Text shown:
***
The ACT Government's Digital Services Division confirmed this week that a territory-wide audit of government image libraries has identified tens of thousands of duplicate files sitting across departmental servers — a problem that officials say is costing real money and creating real compliance risks. The audit, which began in March 2026, spans more than 14 agencies including Transport Canberra, ACT Health, and the Environment, Planning and Sustainable Development Directorate.

The timing matters. The federal public service is mid-way through its own data rationalisation push under the Australian Public Service Commission's Digital Investment Framework, and the ACT is under pressure to demonstrate it can manage shared infrastructure efficiently — particularly as Light Rail Stage 2 project documentation, housing approvals data and health records generate image-heavy file loads at scale. Sources familiar with the audit say the volume of redundant imagery is larger than anyone anticipated when the process started.

At the Australian National University's 3A Institute on Acton Peninsula, researchers working on responsible data systems have been watching the territory's audit closely. The institute has argued publicly that duplicate digital assets are not a trivial housekeeping problem — they represent governance failures, because unmanaged copies mean unmanaged access controls. The University of Canberra's Centre for Creative and Cultural Research, based on Kirinari Street in Bruce, has separately flagged concerns about cultural heritage images held by the ACT Heritage Library at Weston Creek, where duplicate cataloguing has created contradictory provenance records for historical photographs of suburbs including Ainslie and Manuka dating back to the 1920s.
***
Supplied records:
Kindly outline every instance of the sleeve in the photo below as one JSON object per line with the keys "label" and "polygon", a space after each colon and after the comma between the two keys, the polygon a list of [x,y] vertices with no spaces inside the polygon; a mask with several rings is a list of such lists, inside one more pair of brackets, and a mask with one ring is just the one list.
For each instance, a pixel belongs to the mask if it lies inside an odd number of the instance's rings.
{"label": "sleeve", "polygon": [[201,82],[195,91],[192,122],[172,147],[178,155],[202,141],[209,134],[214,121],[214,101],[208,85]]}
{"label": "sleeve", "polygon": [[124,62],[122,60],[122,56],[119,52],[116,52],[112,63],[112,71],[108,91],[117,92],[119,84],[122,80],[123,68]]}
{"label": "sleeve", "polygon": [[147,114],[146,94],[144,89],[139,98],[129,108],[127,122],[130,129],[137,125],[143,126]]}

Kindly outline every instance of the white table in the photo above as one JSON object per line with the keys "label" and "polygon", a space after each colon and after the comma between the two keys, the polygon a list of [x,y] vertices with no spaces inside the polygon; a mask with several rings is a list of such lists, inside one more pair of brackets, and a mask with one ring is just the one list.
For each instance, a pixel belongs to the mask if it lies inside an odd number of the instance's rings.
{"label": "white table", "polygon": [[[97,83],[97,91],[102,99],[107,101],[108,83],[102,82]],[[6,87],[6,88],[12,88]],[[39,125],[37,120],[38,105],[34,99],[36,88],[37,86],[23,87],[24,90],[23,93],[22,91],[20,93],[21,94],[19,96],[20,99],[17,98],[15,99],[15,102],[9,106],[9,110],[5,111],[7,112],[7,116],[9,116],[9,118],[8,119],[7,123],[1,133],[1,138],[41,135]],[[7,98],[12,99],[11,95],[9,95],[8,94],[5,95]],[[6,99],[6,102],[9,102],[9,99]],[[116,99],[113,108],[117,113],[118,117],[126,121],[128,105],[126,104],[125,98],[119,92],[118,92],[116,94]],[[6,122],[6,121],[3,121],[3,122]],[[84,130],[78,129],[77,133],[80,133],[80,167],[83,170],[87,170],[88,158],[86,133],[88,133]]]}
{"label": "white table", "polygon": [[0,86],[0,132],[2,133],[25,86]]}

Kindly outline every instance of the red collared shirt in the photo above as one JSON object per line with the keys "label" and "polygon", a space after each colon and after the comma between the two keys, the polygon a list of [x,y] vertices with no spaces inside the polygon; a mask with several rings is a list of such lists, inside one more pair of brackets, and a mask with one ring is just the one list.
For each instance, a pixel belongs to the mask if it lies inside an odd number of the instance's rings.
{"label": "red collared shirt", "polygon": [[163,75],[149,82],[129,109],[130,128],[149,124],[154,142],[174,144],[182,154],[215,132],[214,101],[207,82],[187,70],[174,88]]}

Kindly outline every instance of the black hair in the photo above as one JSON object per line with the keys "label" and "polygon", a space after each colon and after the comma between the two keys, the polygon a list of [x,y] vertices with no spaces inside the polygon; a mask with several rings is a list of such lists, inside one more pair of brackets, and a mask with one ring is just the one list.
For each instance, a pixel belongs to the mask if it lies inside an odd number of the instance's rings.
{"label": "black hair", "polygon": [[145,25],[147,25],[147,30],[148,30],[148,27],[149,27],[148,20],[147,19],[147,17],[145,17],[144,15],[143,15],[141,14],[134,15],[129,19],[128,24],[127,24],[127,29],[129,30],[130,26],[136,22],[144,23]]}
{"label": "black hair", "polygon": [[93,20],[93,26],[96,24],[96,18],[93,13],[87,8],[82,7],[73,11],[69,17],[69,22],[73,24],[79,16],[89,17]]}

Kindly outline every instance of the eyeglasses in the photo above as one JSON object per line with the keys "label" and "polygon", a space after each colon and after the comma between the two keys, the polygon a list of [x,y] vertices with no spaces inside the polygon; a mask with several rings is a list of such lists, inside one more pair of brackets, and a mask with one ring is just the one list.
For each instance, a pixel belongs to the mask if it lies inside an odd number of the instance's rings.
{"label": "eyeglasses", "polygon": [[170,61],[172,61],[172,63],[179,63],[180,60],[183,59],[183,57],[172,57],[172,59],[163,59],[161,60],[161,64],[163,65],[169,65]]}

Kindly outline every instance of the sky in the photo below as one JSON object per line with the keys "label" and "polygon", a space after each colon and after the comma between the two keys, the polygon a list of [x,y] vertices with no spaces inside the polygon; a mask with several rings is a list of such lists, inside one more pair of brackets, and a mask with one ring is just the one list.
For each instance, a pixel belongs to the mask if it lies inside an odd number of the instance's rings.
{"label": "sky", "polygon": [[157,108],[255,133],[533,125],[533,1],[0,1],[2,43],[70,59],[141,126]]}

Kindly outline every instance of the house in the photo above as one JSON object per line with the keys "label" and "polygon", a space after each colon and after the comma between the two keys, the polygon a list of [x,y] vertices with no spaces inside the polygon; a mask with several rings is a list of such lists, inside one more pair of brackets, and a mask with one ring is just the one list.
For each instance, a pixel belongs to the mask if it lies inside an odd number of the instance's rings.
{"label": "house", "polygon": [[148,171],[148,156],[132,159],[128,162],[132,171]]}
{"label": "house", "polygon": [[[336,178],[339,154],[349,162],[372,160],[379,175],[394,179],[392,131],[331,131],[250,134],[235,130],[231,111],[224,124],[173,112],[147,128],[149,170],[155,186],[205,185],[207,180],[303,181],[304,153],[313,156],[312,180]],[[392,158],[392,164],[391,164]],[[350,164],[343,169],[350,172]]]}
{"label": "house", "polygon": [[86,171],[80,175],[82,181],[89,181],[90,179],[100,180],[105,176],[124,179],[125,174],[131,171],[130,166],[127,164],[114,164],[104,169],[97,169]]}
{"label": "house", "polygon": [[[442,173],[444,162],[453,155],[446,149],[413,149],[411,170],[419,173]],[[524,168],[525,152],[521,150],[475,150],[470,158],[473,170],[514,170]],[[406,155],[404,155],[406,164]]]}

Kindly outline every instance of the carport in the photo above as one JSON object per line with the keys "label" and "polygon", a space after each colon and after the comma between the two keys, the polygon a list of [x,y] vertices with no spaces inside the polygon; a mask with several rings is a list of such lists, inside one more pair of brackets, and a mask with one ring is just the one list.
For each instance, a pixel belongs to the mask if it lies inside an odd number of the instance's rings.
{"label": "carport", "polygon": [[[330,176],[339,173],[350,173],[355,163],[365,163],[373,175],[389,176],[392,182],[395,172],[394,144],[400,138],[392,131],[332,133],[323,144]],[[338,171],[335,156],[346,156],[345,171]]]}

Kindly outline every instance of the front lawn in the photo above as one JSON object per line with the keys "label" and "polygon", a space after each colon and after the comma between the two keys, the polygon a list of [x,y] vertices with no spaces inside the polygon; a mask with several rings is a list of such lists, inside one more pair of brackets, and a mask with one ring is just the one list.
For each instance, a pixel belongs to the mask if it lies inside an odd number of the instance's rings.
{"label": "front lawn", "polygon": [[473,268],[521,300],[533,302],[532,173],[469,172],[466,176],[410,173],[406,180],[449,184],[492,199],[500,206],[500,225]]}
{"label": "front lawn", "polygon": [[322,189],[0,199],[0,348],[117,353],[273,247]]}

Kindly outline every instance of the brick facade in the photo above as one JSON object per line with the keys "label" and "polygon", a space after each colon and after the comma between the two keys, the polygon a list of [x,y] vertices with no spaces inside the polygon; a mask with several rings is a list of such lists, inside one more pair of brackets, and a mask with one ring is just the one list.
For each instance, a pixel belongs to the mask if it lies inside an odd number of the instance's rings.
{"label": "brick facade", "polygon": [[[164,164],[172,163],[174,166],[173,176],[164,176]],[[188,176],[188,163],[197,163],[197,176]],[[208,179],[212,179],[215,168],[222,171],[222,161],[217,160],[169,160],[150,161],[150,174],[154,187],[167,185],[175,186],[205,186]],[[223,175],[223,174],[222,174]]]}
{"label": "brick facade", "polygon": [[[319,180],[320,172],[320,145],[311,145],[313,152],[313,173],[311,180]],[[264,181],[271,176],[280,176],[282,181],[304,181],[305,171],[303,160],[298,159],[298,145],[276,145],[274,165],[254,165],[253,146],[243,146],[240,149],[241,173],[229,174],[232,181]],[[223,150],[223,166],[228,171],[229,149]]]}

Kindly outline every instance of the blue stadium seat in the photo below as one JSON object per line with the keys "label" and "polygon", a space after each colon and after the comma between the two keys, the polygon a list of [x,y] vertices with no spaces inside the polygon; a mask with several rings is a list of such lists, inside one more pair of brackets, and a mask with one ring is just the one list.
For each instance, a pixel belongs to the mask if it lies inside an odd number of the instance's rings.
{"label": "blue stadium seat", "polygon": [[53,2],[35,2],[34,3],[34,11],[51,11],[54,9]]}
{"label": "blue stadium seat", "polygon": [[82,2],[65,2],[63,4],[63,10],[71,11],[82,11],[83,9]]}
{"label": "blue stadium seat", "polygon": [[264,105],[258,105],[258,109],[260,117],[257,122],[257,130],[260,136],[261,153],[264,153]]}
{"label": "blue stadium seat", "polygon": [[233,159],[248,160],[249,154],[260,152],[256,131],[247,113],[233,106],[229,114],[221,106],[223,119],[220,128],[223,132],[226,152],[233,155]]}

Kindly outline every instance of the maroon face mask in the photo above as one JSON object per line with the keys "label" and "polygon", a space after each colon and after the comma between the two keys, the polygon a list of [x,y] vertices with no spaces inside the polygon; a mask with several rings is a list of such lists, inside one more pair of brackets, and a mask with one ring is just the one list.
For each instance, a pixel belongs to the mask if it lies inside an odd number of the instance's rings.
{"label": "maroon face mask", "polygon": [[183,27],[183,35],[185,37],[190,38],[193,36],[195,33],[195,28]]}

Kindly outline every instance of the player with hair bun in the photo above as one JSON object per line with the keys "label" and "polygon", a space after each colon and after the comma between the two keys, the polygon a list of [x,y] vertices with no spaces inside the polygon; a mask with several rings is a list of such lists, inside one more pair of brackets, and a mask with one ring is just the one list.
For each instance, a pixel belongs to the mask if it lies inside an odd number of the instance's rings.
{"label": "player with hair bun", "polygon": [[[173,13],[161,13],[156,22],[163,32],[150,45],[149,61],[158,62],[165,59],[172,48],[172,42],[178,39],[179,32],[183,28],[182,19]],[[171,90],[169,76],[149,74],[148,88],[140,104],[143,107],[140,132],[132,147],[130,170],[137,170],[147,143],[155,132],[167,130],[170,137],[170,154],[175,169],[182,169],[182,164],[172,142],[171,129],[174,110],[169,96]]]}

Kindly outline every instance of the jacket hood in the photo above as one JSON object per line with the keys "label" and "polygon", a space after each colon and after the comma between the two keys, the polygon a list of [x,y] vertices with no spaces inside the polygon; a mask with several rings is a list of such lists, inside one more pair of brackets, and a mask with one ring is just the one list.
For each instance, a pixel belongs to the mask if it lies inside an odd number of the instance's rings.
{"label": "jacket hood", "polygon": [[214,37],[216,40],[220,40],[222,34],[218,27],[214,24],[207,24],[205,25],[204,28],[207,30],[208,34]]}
***
Task details:
List every agency that the article above on the ACT image-library audit names as covered by the audit.

Output for this task:
Transport Canberra; ACT Health; the Environment, Planning and Sustainable Development Directorate.